> [Quoted passage]
Thursday June 25th at seven p.m., I saw Michael Jackson on the corner of Santa Monica Blvd. across from the Troubadour. We didn’t exchange pleasantries. To be honest, clutching a withered “I love you” balloon, single tear streaking out of his left eye; he looked like he’d had a hard day. Even for an Amanda Palmer concert—a place where marauding punks, theater geeks, and other characters that would make my mother nervous, flock to with almost a religious fervor—it was weird.

Shortly after the first song of the evening, a ukulele version of Bright Eyes’ “Lua” delivered from the balcony, Palmer herself confirmed my suspicions. “This is going to be a weird night…” Uh yeah, it started by encountering fake King of Pop! off to my right, the bushy head of the King of Fake Pop, Weird Al Yankovic, nodded in agreement. Yes, weird.

Then again, when at an Amanda Palmer show, a certain amount of the strange, weird, and wonderful is to be expected. Performance style honed from her duties with Brechtian punk duo The Dresden Dolls, solo Amanda Palmer gigs are an assemblage of punk attitude, brash musicality, and uncensored emotion—the gestalt of which assuring that, even when there hasn’t been a day of national mourning, you’ll never get the same show twice.

Offering up an evening of catharsis, material from Palmer’s solo debut Who Killed Amanda Palmer was kept to a minimum, despite clear audience approval of album highlights “Ampersand,” “Runs in the Family,” “Astronaut,” and, at a fervent request, kids-will-be-kids song “Oasis.” Palmer, refusing to play it safe, or to provide a simple retread of her December Los Angeles concert at The Henry Fonda Theater, treated the audience to several solo-reworkings of Dresden Doll songs. Among the list of favorites, Palmer slipped in a rarity from their first album A is for Accident, “Bank of Boston Beauty Queen,”—which contained a line any pseudo-adult can appreciate—“I may be living in la la land, but at least I’m not living at home.” As an additional treat, Palmer also played two unrecorded songs in Los Angeles for the first time: the paen to wanderlust “Australia,” and a heartbreaking, untitled song about two uncommunicative lovers.

> [Data shown]
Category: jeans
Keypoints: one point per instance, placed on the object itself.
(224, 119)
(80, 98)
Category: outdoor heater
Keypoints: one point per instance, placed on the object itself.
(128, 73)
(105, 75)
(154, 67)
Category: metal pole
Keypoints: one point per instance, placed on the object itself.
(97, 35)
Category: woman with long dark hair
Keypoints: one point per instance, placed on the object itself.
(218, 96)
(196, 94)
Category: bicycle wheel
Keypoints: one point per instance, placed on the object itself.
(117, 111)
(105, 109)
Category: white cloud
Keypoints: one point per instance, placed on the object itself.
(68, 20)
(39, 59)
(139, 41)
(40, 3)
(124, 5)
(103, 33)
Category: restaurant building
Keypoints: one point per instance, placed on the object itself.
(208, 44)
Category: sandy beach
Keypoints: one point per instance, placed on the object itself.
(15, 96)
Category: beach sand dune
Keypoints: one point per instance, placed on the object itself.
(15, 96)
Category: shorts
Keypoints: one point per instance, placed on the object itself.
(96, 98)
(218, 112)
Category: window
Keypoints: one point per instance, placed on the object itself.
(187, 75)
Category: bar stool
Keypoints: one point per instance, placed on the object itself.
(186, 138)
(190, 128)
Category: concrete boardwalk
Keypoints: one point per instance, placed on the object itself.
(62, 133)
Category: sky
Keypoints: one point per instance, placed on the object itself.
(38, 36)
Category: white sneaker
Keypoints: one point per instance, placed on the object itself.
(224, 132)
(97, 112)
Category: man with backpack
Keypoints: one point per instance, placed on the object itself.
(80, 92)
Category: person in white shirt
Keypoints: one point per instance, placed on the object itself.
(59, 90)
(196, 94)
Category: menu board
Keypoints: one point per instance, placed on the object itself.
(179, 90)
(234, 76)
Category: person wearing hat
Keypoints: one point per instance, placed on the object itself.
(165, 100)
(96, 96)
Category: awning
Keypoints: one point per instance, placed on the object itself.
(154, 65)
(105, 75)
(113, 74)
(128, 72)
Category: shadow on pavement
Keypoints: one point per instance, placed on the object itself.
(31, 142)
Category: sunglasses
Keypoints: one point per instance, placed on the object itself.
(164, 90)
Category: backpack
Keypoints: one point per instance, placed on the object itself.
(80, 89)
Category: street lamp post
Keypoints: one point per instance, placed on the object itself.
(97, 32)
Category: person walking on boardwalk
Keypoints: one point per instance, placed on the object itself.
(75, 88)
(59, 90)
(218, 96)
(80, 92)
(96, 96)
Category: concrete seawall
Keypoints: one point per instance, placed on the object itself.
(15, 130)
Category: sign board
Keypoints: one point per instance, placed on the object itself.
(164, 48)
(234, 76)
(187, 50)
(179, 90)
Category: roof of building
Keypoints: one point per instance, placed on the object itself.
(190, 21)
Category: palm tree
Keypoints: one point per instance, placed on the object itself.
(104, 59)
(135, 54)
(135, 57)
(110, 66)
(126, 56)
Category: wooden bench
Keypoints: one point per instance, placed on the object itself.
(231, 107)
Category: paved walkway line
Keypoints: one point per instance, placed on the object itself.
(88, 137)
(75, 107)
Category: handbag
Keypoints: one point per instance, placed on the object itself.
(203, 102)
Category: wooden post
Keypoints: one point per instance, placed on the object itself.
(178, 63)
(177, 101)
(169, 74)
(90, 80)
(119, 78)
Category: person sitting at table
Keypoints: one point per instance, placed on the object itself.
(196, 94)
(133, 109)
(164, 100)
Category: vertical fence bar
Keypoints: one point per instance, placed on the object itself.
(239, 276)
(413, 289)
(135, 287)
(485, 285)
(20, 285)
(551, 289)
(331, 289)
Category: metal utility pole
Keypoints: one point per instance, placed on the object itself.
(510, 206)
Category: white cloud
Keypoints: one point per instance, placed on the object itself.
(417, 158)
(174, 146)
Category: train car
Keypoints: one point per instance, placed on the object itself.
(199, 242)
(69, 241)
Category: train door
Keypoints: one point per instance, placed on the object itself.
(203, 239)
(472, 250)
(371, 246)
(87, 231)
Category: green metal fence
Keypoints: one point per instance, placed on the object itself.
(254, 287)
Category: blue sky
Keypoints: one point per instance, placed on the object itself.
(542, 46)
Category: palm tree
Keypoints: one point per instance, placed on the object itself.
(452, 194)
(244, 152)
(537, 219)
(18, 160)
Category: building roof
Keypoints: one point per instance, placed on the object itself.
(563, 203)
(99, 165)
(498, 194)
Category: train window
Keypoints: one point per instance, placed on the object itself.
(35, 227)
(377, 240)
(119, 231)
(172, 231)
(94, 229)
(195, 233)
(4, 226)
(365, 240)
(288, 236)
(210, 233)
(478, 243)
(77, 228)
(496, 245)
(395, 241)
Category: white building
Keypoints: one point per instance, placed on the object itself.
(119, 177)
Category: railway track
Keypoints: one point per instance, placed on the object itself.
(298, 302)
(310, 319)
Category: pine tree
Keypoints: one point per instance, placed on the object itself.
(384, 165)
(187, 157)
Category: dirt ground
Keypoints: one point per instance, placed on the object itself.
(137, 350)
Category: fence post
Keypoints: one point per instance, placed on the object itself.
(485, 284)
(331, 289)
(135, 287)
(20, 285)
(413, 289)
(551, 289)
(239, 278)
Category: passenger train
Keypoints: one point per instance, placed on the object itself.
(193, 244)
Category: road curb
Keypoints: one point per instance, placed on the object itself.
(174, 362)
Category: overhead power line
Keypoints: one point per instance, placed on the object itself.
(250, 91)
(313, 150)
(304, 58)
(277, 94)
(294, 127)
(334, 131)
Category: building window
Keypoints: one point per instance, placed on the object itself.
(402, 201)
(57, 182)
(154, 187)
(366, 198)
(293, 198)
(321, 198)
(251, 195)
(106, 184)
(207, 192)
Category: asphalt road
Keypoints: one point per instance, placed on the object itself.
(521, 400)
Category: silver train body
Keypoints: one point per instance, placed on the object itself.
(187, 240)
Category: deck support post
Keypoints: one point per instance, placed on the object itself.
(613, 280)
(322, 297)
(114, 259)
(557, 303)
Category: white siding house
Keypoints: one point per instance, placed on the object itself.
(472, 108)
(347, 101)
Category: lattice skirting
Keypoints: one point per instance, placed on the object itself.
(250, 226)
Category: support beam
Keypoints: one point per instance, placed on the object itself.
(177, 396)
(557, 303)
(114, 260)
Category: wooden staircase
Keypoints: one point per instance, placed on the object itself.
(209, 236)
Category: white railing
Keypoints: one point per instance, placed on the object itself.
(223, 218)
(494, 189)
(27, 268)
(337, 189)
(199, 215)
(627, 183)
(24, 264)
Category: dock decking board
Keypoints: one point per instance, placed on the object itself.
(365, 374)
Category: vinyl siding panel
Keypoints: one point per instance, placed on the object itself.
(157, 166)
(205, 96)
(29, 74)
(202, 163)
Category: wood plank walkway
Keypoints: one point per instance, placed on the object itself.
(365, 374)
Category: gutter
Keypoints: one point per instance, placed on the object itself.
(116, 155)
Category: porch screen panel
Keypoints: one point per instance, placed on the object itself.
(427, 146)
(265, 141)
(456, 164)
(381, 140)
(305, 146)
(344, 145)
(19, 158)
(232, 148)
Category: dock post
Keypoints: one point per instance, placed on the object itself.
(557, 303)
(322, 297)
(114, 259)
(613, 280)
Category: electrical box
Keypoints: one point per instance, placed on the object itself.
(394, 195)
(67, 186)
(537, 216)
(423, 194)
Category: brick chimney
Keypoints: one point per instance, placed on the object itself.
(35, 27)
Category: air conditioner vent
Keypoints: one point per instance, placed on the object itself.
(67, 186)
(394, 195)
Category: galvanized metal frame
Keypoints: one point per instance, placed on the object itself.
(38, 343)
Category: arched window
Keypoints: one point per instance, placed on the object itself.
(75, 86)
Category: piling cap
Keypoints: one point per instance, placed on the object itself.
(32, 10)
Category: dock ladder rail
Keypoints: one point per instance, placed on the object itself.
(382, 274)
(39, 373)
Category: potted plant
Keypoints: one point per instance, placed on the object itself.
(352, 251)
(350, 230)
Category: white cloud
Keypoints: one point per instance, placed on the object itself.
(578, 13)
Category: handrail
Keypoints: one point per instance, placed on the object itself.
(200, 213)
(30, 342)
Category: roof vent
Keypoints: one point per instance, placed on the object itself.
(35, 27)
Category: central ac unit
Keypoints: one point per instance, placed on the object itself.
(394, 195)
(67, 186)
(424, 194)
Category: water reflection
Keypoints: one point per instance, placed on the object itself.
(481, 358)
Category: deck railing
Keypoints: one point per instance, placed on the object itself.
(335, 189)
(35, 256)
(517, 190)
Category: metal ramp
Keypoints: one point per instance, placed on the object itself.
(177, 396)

> [Try it]
From the concert review:
1. Which song opened the evening, and where was it played from?
2. Which duo shaped Palmer's performance style?
3. Which two unrecorded songs did Palmer play in Los Angeles for the first time?
The records have nothing to do with the text.

> [Response]
1. A ukulele version of Bright Eyes' "Lua," played from the balcony.
2. The Dresden Dolls.
3. "Australia" and an untitled song about two uncommunicative lovers.